* begin Selected text *

John tells us: “I have read countless discussions about overbore cartridges for years. There seemed to be some widely accepted, general rules of thumb as to what makes a case ‘overbore’. In the simplest terms, a very big case pushing a relatively small diameter bullet is acknowledged as the classic overbore design. But it’s not just large powder capacity that creates an overbore situation — it is the relationship between powder capacity and barrel bore diameter. Looking at those two factors, we can express the ‘Overbore Index’ as a mathematical formula — the case capacity in grains of water divided by the area (in square inches) of the bore cross-section. This gives us an Index which lets us compare various cartridge designs.”
OVERBORE INDEX Chart
So what do these numbers mean? John says: “My own conclusion from much reading and analysis is that cartridges with case volume to bore area ratio less than 900 are most likely easy on barrels and those greater than 1000 are hard on barrels.” John acknowledges, however, that these numbers are just for comparison purposes. One can’t simply use the Index number, by itself, to predict barrel life. For example, one cannot conclude that a 600 Index number cartridge will necessarily give twice the barrel life of a 1200 Index cartridge. However, John says, a lower index number “seems to be a good predictor of barrel life”.

* end Selected text *
* begin Record excerpts *

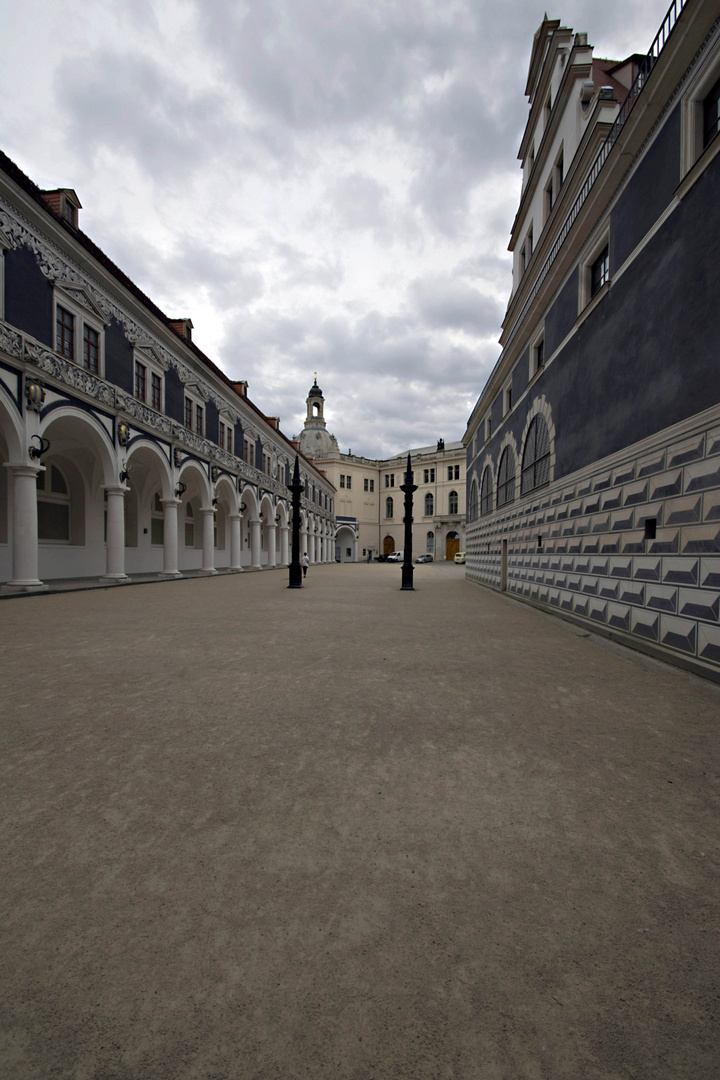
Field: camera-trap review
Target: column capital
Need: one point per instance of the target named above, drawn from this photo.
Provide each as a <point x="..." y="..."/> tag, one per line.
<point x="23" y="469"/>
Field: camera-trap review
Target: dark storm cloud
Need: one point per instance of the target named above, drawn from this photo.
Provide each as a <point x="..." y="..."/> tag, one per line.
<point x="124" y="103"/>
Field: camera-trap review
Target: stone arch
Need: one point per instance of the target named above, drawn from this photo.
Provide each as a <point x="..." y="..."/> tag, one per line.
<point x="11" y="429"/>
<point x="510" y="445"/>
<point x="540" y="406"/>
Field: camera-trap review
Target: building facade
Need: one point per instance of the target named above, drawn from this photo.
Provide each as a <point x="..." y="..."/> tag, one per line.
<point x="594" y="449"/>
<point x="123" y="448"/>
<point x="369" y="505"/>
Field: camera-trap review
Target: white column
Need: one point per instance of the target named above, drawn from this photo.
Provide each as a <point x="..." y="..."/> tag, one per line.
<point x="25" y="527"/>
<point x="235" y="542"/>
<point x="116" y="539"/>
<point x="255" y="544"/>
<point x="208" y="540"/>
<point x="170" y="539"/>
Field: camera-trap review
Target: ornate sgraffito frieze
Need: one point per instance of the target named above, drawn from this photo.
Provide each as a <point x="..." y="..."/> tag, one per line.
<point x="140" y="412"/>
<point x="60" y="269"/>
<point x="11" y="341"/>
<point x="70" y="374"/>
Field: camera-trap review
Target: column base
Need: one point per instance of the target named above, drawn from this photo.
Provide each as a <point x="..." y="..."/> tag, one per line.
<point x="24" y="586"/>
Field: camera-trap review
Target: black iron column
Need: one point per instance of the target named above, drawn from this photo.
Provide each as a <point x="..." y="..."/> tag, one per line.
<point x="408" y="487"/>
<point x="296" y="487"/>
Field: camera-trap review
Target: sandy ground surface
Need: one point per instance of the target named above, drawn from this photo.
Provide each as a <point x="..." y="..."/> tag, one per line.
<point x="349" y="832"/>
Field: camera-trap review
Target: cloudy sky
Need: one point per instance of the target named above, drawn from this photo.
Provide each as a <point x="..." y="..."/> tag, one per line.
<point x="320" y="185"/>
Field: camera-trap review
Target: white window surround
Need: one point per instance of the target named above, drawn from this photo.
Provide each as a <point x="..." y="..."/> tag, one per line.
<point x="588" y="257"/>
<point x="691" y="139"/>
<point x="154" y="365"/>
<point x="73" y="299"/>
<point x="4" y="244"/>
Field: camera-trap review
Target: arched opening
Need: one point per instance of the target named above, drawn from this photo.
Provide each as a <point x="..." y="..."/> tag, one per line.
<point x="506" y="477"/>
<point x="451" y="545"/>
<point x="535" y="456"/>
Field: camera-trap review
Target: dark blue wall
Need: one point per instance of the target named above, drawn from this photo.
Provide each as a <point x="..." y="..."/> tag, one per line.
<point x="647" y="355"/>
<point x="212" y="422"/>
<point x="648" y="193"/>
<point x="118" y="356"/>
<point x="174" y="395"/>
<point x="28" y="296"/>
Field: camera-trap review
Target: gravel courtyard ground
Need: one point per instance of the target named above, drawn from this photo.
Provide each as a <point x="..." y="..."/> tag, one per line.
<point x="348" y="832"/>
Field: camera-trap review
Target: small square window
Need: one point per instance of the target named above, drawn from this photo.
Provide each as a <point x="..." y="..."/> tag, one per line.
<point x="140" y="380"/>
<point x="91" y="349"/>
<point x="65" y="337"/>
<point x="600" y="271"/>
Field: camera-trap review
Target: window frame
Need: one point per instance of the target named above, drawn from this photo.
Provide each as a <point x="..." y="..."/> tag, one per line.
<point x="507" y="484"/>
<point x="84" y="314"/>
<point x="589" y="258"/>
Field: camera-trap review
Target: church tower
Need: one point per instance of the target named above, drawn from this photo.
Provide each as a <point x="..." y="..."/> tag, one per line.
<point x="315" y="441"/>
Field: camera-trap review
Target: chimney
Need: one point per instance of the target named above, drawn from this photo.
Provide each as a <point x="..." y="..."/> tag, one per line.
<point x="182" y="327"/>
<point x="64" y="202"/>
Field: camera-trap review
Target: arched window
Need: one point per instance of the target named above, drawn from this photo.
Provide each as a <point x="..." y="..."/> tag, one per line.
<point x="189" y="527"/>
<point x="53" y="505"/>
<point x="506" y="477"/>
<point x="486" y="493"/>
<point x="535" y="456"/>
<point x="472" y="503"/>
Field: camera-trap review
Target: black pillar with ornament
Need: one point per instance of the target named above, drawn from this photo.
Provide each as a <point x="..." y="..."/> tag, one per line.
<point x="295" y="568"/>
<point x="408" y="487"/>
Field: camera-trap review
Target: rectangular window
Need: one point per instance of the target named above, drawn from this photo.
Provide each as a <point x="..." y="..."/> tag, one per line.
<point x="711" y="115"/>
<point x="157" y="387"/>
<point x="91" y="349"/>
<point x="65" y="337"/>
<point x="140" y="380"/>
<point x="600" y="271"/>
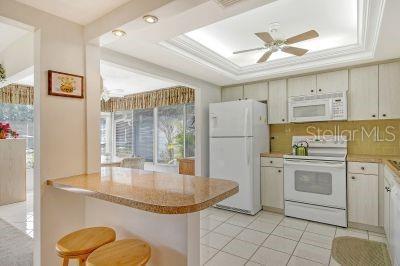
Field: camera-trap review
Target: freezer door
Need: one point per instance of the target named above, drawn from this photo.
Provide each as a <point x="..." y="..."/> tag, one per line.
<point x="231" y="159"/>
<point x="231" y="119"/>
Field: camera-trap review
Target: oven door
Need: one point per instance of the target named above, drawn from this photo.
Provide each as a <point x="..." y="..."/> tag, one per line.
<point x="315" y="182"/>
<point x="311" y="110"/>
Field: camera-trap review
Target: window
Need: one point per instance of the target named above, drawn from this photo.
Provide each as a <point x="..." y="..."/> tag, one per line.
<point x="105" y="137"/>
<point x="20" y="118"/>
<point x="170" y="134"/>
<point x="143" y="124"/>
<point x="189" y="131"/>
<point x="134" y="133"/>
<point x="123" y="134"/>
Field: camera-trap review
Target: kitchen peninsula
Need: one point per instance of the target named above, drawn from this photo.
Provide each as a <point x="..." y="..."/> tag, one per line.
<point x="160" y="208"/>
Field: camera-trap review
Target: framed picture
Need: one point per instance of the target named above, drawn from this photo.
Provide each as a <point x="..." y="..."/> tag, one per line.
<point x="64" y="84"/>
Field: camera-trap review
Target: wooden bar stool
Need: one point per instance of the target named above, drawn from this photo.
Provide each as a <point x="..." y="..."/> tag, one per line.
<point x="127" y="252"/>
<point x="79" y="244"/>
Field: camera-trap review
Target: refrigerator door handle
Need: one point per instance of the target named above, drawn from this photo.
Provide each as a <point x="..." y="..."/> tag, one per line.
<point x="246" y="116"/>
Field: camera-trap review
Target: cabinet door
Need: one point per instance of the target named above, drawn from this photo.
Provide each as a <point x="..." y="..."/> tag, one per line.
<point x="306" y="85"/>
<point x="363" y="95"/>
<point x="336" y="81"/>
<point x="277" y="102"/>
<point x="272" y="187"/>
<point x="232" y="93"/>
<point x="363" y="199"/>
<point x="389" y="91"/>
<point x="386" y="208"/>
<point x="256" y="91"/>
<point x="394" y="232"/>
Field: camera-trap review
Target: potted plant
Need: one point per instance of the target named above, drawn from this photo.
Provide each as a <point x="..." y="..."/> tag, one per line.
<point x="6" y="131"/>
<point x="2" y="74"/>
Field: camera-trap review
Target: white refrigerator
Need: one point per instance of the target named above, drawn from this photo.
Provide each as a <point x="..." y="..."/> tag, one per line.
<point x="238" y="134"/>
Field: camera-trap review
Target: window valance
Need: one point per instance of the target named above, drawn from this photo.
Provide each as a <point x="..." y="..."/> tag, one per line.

* end Record excerpts *

## Aim A
Pick out every line of the records that contains the string "column", and copy each such line. Case counts.
## Aim B
Write what comes next in the passage on overbore cartridges, continuing after its last sentence.

## Task answer A
Target: column capital
Target: white column
Target: column base
Target: black iron column

## Task answer B
John’s system, while not perfect, does give us a benchmark to compare various cartridge designs. If, for example, you’re trying to decide between a 6.5-284 and a 260 Remington, it makes sense to compare the “Overbore Index” number for both cartridges. Then, of course, you have to consider other factors such as powder type, pressure, velocity, bullet weight, and barrel hardness.
Overbore Cases and Accuracy
Barrel life may not be the only thing predicted by the ratio of powder capacity to bore cross-section area. John thinks that if we look at our most accurate cartridges, such as the 6 PPC, and 30 BR, there’s some indication that lower Index numbers are associated with greater inherent accuracy. This is only a theory. John notes: “While I do not have the facilities to validate the hypothesis that the case capacity to bore area ratio is a good predictor of accuracy — along with other well-known factors — it seems to be one important factor.”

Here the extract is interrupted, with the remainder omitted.